_TEXT EXCERPT_:
###

The ackee fruit, which grows on a large tree, originates in West Africa and is thought to have been brought to the Caribbean during the mid-1700s. It is easy to grow and prepare, and is one of the many African legacies of the Jamaican people. Care must be taken in the preparation of ackee due to poisonous toxins present in parts of the fruit. The outer red fruit looks something like a red bell pepper before it is fully ripe. When ripe, the fruit opens and releases some of its toxins (it shouldn’t be picked or prepared before this time). Inside the fruit there are dark coloured seeds, again not to be eaten due to toxicity, and yellow flesh — the bit that is eaten. The yellow flesh is then boiled. The fruit is so ubiquitous in Jamaica that it can be purchased fresh, in bags from street vendors, or even canned in the supermarket. During ackee season, it is normal to see people picking ackee from roadside trees to take home.
Saltfish is another import and is traditionally made from cod, although today any whitefish can be used (oily fish wouldn’t work due to the drying process). The fish is prepared and then dried before being salted to preserve it. Historically, drying is the oldest form of food preservation known. The northern European nations have been drying whitefish for more than 500 years. Salting was introduced during the 17th century, and subsequently this preserved and nutritious food began to be exported. The triangular trade between northern Europe, western Africa and the Americas introduced this otherwise northern European dish to the Caribbean at a similar time to ackee. Being able to preserve fish in a hot humid climate had a transformative effect on local diet and soon saltfish became a staple.
To prepare this Jamaican breakfast staple, the saltfish is soaked to remove most of the salt, and is then broken up and added to the pre-boiled ackee. Both are then sautéed together with a mix of vegetables and seasoning — most common are scotch bonnet peppers, onions and tomato. The dish is usually served with other breakfast dishes such as bammy, callaloo, breadfruit and even good old bacon.

###

_Stored data entries_:
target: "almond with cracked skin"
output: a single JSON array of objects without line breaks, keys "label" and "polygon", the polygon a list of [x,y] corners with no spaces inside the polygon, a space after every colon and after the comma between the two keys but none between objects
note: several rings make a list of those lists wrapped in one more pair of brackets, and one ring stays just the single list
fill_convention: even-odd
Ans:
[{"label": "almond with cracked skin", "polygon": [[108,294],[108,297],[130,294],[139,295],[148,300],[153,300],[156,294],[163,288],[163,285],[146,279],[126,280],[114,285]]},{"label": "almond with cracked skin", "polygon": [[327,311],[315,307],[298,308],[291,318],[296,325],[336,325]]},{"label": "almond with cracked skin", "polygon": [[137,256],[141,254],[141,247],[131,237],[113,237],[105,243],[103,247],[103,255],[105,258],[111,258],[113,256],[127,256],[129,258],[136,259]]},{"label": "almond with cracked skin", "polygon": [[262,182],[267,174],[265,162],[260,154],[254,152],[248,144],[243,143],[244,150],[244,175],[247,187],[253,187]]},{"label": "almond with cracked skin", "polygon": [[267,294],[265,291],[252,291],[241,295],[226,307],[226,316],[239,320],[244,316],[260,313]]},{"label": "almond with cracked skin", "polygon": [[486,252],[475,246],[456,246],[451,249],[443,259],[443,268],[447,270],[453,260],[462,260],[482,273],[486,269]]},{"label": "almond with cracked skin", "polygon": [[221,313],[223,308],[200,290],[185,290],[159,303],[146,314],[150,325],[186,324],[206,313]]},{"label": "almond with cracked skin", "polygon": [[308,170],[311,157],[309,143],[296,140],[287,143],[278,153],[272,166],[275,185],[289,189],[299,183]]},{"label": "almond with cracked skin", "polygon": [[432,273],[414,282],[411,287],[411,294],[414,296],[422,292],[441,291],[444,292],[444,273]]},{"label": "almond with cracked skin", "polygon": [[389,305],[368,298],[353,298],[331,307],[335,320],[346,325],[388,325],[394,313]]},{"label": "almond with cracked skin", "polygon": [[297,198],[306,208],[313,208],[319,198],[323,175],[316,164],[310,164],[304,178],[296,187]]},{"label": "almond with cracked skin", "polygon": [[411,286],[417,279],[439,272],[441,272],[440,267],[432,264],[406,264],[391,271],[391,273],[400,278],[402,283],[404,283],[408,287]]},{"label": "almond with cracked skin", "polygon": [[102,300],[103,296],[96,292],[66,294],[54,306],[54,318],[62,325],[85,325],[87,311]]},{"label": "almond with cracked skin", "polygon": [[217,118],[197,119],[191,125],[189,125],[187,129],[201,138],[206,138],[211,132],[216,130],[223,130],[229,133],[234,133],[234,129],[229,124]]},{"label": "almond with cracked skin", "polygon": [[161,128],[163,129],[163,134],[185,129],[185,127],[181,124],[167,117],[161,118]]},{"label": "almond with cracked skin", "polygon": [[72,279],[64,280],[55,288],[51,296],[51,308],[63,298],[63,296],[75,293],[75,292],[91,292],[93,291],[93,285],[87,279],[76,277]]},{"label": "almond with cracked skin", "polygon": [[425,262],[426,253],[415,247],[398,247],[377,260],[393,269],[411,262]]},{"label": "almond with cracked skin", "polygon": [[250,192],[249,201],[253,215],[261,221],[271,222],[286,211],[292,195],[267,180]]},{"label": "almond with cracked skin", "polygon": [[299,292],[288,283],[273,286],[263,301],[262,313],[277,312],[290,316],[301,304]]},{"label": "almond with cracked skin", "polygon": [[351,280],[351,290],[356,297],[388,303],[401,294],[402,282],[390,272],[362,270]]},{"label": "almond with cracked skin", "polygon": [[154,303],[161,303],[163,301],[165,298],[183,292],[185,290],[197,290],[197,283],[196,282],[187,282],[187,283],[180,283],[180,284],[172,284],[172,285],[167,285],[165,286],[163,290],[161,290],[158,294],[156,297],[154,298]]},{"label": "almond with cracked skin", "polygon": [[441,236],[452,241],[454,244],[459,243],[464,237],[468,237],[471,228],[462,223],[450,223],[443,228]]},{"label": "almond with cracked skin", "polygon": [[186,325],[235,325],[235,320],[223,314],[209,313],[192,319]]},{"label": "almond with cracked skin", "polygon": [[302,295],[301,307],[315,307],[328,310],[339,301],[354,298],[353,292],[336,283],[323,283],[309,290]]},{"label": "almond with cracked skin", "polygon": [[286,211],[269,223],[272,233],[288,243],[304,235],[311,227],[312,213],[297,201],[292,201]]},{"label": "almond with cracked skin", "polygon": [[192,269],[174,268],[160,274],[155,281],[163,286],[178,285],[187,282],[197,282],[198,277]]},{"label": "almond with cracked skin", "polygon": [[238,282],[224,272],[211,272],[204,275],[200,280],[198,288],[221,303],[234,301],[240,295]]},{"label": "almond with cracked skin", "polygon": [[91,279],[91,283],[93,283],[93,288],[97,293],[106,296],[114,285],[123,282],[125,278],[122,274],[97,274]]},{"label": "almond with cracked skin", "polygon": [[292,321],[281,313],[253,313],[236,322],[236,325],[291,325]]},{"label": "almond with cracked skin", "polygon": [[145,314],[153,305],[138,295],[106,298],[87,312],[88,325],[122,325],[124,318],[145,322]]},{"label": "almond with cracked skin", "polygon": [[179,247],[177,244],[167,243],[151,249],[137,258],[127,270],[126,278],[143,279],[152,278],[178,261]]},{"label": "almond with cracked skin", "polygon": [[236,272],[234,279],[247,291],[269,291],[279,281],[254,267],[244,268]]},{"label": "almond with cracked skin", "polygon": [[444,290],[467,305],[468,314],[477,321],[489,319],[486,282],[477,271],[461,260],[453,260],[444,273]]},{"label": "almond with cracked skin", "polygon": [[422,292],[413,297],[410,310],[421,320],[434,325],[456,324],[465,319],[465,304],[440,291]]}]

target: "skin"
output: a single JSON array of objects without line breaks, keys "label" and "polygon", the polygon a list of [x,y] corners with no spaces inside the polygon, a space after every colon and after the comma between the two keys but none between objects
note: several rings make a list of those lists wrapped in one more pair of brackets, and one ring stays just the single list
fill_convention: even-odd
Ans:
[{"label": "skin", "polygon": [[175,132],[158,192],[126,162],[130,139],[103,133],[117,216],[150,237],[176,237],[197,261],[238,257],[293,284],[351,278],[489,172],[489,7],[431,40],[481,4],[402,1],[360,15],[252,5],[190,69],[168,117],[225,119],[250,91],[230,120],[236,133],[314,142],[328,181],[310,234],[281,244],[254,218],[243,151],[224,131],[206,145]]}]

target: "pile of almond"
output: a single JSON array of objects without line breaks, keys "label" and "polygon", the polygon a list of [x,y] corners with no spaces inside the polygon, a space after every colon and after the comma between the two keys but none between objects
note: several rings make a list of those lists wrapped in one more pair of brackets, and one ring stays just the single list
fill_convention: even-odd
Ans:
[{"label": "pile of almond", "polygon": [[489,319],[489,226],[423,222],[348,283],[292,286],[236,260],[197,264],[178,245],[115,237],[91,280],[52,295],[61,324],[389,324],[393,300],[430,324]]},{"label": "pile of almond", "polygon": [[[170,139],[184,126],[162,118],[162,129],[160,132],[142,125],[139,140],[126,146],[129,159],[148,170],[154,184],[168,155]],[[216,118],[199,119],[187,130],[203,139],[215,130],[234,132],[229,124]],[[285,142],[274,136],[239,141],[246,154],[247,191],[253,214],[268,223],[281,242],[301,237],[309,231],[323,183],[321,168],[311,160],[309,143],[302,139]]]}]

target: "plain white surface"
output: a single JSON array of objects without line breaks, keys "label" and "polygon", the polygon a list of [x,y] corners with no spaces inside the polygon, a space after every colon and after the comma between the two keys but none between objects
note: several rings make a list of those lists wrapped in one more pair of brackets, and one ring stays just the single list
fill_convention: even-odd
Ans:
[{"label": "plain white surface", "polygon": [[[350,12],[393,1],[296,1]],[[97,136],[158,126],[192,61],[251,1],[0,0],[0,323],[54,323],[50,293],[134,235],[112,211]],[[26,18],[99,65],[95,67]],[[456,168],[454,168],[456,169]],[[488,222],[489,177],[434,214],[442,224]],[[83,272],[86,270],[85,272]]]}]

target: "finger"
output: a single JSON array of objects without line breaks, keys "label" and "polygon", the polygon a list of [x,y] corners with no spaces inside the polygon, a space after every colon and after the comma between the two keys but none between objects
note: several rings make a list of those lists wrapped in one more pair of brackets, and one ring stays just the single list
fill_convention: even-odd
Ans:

###

_PROBLEM 1_: Name every dish that the passage on ackee and saltfish says is usually served alongside ackee and saltfish.
_PROBLEM 2_: For each statement, decide whether it agrees with the passage on ackee and saltfish. Answer yes or no and quote the words that decide it. (a) Salting was introduced during the 17th century. (b) Oily fish can be used to make saltfish. (c) The dark seeds inside the ackee fruit are eaten.

_TASK RESPONSE 1_: Bammy, callaloo, breadfruit and bacon.

_TASK RESPONSE 2_:
(a) Yes: "Salting was introduced during the 17th century"
(b) No: "oily fish wouldn’t work due to the drying process"
(c) No: "again not to be eaten due to toxicity"